> [TEXT SHOWN]:
Medieval city:

What is the medieval town ?

- economic criteria: variety of occupations, including some with a non-agricultural profile
- social classes defined along different lines than the rest of the medieval society (i.e. different sources of income)
- political - freedom in the sense of communal movement => the town = autonomous community of merchants, traders, and craftsment
- the largest buildings - city cathedrals (the largest churches in Europe)
                                   - city halls (urban councils)

towns - old Roman centers (1)
          - new towns (2)
2 => generally grew within the shadow and under the protection of a castle
    > permission was given by the local landlord for a market to be held in a village

Size and structure:

- the concept of town was very vague in the Middle Ages

What is a city for us today?
 

- a place with banks (at least a local branch), chain stores, a mall, etc.  => no such criteria existed back than!

Jacques Le Goff:
- an indicator of the relative importance of urban centers was their attractiveness to aome church orders (Dominicans, Franciscans) => orders of friars were urban by default => for they addressed the needs of the urban population (especially the poor)

- in the absence of real data, rough estimates may be used to classify cities in terms of size:
a. giant cities (over 50,000 inhabitants):
        - Florence, 90,000 before 1348
        - Milan, 75,000 by 1288
        - Venice, 90,000
        - Paris, 70,000 - 80,000 by 1328
        - Bruges, 50,000

b. very large cities (25,000 - 50,000)

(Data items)
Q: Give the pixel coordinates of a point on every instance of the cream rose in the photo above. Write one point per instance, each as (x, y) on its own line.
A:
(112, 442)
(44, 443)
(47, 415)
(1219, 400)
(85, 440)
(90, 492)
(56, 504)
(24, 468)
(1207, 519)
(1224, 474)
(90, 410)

> [WHAT YOU WILL DO]:
(a) Reproduce the passage from the notes on medieval towns starting with "- the concept" and going on through "(especially the poor)".
(b) Transcribe every one of the data item rows word for word.
The notes on medieval towns and the data items are independent of each other.

> [LIST OF SOLUTIONS]:
(a)
- the concept of town was very vague in the Middle Ages

What is a city for us today?
 

- a place with banks (at least a local branch), chain stores, a mall, etc.  => no such criteria existed back than!

Jacques Le Goff:
- an indicator of the relative importance of urban centers was their attractiveness to aome church orders (Dominicans, Franciscans) => orders of friars were urban by default => for they addressed the needs of the urban population (especially the poor)

(b)
Q: Give the pixel coordinates of a point on every instance of the cream rose in the photo above. Write one point per instance, each as (x, y) on its own line.
A:
(112, 442)
(44, 443)
(47, 415)
(1219, 400)
(85, 440)
(90, 492)
(56, 504)
(24, 468)
(1207, 519)
(1224, 474)
(90, 410)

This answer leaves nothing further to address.